Exercise requirements:
The lines to extract begin at the one containing "Please identify the fence rail" and run to the end of the listing; set them down exactly and alone.

****************

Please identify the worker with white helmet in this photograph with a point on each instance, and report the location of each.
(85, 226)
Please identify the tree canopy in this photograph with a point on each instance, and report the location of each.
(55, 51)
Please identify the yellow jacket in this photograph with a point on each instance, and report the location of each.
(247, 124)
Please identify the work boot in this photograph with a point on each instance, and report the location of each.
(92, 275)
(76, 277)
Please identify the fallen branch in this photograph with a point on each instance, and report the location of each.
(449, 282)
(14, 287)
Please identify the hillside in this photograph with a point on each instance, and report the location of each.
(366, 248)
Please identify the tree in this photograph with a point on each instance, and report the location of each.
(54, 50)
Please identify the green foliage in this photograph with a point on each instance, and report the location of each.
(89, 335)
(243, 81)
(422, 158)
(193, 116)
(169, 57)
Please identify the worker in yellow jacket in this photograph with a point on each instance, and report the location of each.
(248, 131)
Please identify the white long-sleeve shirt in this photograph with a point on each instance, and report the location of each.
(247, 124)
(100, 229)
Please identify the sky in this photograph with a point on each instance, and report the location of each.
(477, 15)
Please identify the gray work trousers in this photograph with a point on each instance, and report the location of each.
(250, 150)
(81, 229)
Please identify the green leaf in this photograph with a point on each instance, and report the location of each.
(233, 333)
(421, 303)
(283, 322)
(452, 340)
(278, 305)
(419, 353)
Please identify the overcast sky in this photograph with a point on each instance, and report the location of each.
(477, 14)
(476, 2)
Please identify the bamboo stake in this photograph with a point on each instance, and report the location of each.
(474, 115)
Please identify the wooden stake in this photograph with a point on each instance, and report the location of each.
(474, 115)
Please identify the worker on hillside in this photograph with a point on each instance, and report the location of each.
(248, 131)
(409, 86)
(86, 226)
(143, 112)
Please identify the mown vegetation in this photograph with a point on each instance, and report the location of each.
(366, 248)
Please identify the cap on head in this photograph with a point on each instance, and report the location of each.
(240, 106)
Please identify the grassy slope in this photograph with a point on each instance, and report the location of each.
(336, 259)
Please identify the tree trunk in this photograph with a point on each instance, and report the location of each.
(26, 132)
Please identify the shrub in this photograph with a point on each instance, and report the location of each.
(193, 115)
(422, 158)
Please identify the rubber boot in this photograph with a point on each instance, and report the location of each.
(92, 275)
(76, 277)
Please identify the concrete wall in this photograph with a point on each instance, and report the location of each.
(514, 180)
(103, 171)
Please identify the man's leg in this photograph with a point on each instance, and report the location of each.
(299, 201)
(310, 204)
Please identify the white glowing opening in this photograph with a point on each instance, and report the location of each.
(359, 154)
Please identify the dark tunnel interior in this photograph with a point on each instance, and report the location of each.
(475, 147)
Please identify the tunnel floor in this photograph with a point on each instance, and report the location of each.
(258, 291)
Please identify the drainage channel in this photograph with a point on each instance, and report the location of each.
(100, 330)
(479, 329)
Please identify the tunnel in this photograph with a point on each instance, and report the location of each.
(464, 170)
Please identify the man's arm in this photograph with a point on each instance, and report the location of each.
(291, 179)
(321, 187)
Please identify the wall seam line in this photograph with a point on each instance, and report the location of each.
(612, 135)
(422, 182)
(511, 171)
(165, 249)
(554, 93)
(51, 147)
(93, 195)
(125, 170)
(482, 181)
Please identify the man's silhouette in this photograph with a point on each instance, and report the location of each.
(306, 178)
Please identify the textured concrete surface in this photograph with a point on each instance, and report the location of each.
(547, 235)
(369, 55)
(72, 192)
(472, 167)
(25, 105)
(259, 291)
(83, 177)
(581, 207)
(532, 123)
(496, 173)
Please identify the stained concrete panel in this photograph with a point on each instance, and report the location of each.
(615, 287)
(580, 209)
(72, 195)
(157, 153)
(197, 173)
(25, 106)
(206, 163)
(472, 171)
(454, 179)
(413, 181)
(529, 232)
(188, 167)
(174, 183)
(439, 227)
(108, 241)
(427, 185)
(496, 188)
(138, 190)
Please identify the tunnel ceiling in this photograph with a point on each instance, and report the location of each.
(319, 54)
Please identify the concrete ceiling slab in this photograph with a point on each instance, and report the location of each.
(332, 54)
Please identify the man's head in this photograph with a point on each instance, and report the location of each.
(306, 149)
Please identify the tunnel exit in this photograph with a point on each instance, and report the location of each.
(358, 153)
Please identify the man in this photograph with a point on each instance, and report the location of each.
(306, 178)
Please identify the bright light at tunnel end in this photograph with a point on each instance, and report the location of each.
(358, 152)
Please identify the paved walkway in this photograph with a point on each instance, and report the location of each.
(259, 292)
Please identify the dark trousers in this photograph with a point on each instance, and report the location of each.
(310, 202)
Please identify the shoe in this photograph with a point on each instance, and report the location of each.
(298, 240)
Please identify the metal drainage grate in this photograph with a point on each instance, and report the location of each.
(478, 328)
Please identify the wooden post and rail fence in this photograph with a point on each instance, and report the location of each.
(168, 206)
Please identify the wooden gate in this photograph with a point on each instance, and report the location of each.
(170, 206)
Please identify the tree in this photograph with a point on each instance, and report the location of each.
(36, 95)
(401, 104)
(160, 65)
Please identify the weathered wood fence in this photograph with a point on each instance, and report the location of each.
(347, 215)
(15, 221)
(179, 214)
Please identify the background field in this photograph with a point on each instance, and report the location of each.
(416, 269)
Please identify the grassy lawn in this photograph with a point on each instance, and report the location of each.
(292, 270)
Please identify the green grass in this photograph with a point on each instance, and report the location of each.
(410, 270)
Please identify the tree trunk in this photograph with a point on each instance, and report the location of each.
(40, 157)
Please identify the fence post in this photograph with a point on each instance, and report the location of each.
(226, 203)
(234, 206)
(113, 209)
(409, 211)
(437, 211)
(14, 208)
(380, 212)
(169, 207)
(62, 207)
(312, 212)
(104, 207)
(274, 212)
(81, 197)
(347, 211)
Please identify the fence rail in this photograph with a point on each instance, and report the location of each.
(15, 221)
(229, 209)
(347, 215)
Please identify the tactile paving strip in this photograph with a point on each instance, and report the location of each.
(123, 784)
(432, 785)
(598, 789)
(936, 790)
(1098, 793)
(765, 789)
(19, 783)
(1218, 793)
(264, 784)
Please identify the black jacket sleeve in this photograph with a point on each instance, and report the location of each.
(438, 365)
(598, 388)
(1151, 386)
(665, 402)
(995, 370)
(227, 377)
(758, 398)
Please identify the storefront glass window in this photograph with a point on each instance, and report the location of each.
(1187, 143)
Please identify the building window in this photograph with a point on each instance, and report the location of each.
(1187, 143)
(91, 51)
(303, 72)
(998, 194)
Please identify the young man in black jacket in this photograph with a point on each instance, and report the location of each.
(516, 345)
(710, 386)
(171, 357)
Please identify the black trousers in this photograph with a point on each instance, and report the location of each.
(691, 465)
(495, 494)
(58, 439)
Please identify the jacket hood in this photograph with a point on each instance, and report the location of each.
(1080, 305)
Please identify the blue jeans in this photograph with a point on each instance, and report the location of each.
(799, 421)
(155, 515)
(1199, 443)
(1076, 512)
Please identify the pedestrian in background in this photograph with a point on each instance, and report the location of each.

****************

Expected output:
Please identify the fence rail in this photograph with a point on each instance, and report the location of each.
(15, 221)
(229, 209)
(347, 215)
Please identify the tactile paving strip in this photograph with a point on each instance, and report the location of each.
(123, 784)
(432, 785)
(598, 789)
(936, 790)
(1098, 793)
(765, 789)
(19, 783)
(1218, 793)
(264, 784)
Please identify the black jacket sleeve in this photograph with a point on each instance, and report the location of each.
(438, 365)
(598, 388)
(1151, 386)
(665, 402)
(995, 370)
(227, 377)
(758, 398)
Please identify the storefront glass window in this photograph with a point on each instance, and report the location of each.
(1187, 143)
Please identify the building window in this photograph with a point on each instance, and report the location of each.
(1187, 143)
(91, 51)
(303, 72)
(998, 194)
Please identify the young man in black jacket in this photograph with a point on each instance, and report the location of each.
(516, 345)
(710, 386)
(171, 357)
Please identify the black trousers in this photograph with a point on each instance, and report the location of each.
(691, 465)
(495, 494)
(58, 439)
Please identify the jacket hood in this photograph with a point on each instance, and report the location of each.
(1080, 305)
Please identify the blue jeans in this photograph with a point on each instance, and report the location of each.
(799, 421)
(155, 515)
(1199, 443)
(1076, 512)
Please identify the pedestrian in background in this photograph with a point on each instance, and report the location of each.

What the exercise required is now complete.